Clonality of HIV-1- and HTLV-1-Infected Cells in Naturally Coinfected Individuals

BACKGROUND

Coinfection with human immunodeficiency virus type 1 (HIV-1) and human T-cell leukemia virus type 1 (HTLV-1) diminishes the value of the CD4+ T-cell count in diagnosing AIDS, and increases the rate of HTLV-1-associated myelopathy. It remains elusive how HIV-1/HTLV-1 coinfection is related to such characteristics. We investigated the mutual effect of HIV-1/HTLV-1 coinfection on their integration sites (ISs) and clonal expansion.

METHODS

We extracted DNA from longitudinal peripheral blood samples from 7 HIV-1/HTLV-1 coinfected, and 12 HIV-1 and 13 HTLV-1 monoinfected individuals. Proviral loads (PVL) were quantified using real-time polymerase chain reaction (PCR). Viral ISs and clonality were quantified by ligation-mediated PCR followed by high-throughput sequencing.

■ Provided records:

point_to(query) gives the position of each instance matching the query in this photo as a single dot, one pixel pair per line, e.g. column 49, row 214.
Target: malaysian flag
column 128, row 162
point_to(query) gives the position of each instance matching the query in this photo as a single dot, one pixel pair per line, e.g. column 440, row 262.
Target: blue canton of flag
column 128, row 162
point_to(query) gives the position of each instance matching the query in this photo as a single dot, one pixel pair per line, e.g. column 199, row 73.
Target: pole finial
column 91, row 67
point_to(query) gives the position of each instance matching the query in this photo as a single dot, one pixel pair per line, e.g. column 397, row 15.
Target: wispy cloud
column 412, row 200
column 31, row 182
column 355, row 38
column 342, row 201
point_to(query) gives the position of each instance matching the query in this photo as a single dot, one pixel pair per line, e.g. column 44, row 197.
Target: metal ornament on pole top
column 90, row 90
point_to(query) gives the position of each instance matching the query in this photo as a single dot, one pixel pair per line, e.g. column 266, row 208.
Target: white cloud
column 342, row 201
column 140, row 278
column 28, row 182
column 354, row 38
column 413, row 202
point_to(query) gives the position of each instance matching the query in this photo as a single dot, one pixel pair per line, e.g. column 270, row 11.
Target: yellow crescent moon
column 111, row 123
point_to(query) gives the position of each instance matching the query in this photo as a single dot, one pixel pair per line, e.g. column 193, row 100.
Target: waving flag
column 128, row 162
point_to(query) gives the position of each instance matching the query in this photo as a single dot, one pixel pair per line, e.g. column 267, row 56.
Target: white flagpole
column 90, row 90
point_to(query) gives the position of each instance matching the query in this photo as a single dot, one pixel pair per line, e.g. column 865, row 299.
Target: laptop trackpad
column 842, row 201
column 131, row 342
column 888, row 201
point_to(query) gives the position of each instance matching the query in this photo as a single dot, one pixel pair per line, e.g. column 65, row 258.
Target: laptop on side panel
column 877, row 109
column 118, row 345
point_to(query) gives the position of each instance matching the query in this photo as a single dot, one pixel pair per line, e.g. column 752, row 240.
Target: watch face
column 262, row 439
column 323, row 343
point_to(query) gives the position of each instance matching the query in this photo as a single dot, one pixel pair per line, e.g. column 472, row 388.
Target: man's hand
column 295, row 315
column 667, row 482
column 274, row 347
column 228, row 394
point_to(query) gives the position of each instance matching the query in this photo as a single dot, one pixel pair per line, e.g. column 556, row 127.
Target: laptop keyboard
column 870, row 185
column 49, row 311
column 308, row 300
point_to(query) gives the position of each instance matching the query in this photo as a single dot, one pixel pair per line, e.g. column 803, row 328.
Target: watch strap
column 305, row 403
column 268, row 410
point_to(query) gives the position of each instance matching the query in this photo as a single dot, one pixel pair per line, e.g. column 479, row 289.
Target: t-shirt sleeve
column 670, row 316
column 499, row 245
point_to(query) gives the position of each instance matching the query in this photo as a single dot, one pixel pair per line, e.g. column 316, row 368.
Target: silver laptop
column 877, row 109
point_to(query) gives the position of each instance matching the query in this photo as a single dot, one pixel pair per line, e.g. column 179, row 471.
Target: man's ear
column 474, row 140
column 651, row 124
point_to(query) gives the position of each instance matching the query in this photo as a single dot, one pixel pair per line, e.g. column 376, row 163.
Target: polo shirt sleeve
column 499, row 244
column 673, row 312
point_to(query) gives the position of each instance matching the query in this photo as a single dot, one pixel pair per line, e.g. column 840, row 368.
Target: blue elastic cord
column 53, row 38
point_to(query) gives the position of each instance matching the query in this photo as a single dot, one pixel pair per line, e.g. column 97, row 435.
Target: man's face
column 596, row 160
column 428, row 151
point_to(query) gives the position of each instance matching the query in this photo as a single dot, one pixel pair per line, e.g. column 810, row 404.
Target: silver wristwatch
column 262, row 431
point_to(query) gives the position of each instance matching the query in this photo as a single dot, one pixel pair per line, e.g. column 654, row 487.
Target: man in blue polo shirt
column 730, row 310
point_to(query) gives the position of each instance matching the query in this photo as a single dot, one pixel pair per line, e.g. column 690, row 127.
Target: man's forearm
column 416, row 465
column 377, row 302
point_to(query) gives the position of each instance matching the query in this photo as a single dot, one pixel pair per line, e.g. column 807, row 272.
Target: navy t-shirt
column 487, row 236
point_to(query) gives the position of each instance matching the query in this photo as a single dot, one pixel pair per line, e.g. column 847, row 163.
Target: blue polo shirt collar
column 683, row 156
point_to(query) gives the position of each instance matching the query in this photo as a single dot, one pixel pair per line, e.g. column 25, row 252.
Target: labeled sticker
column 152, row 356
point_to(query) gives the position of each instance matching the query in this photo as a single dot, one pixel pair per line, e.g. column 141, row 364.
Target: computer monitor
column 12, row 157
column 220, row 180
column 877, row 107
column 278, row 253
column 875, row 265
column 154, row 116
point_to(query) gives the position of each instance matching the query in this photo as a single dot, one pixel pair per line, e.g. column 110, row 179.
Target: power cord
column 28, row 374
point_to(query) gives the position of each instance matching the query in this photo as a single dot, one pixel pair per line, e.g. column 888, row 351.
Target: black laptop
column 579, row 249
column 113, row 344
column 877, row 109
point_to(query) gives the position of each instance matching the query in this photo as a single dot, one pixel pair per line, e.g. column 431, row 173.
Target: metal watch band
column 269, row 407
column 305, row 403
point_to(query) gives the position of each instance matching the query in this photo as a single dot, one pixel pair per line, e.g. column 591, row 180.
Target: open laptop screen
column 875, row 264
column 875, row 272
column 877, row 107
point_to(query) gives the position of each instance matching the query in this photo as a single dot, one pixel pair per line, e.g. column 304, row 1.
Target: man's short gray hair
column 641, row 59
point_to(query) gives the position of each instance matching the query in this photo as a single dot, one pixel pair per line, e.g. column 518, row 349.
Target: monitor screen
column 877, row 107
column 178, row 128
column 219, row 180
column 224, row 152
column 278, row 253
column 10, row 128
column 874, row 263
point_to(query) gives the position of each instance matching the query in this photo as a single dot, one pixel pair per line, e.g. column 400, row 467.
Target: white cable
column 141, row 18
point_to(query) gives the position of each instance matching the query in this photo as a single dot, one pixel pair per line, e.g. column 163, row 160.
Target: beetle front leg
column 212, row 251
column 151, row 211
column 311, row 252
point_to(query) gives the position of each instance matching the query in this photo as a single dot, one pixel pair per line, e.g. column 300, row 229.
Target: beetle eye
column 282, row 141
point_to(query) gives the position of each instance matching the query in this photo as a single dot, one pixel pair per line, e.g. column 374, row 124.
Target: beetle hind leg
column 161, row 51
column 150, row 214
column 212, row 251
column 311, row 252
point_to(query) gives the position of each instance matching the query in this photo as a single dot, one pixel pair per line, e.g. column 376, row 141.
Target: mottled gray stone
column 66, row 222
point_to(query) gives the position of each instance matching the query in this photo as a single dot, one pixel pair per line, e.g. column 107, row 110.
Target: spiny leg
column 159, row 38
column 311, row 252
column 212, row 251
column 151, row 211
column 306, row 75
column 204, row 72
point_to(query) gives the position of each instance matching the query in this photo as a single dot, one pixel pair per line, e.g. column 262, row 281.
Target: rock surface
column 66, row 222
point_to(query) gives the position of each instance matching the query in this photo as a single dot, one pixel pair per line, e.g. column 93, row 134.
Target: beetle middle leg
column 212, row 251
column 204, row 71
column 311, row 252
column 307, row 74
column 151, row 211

■ About this task: What comes next in the HIV-1/HTLV-1 coinfection study text? Continue it from the sentence that ends "followed by high-throughput sequencing."

■ Answer to the problem:
RESULTS

PVL of both HIV-1 and HTLV-1 in coinfected individuals was significantly higher than that of the respective virus in monoinfected individuals. The degree of oligoclonality of both HIV-1- and HTLV-1-infected cells in coinfected individuals was also greater than in monoinfected subjects. ISs of HIV-1 in cases of coinfection were more frequently located in intergenic regions and transcriptionally silent regions, compared with HIV-1 monoinfected individuals.

CONCLUSIONS

HIV-1/HTLV-1 coinfection makes an impact on the distribution of viral ISs and clonality of virus-infected cells and thus may alter the risks of both HTLV-1- and HIV-1-associated disease.